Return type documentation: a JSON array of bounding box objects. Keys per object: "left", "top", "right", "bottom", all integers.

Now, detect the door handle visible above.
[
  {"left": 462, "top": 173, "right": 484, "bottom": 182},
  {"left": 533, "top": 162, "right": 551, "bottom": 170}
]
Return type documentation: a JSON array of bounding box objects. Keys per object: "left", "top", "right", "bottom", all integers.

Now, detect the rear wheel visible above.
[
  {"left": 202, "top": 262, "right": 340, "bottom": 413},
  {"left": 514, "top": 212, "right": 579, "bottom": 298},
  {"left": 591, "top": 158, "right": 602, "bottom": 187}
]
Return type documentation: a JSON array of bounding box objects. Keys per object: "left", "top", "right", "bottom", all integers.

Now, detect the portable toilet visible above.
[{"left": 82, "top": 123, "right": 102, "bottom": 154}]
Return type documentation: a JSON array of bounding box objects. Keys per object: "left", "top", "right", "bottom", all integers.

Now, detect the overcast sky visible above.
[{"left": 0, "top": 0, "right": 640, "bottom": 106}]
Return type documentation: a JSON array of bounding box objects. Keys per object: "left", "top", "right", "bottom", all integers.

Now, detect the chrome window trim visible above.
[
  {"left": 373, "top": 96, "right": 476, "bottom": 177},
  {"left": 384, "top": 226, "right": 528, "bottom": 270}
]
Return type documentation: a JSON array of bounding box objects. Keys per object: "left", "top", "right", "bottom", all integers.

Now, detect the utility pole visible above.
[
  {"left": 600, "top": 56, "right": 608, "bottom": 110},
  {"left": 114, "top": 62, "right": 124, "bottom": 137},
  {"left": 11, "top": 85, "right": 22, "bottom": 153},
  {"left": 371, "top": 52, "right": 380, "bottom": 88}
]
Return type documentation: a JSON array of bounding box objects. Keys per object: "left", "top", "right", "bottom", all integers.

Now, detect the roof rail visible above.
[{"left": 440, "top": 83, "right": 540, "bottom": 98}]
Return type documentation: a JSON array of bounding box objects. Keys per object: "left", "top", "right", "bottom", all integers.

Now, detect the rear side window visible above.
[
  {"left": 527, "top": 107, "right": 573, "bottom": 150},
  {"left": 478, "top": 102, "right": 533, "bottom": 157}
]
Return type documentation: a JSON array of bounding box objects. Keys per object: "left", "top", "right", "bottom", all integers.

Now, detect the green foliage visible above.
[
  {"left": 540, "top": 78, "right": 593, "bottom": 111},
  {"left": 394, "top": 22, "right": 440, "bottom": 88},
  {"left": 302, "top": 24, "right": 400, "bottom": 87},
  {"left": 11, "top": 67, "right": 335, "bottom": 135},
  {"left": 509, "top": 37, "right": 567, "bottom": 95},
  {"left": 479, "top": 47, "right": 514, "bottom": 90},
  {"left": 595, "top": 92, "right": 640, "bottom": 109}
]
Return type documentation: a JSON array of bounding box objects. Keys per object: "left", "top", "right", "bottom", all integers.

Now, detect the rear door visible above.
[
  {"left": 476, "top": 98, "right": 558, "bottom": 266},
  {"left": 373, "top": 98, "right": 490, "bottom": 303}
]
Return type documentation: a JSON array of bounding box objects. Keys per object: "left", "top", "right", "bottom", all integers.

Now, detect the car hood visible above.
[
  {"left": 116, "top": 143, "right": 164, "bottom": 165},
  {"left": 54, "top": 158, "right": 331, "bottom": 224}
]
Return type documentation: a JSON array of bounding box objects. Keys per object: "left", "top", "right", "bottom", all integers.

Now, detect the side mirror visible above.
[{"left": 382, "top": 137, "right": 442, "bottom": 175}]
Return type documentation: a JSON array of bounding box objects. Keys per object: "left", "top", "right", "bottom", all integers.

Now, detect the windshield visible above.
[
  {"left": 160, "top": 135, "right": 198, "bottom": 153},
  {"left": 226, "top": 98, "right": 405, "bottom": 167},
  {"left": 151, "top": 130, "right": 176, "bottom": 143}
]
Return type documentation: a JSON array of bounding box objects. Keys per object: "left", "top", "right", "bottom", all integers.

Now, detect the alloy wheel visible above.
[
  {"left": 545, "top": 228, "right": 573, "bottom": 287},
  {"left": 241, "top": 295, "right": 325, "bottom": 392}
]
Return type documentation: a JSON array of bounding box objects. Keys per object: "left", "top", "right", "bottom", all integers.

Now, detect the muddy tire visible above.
* * *
YOUR OBJECTIVE = Pull out every line in the records above that contains the word "wheel". Case counts: a line only matches if the capitalization is the same.

CORRECT ANSWER =
Now, detect the rear wheel visible above.
Now, detect the alloy wheel visible above.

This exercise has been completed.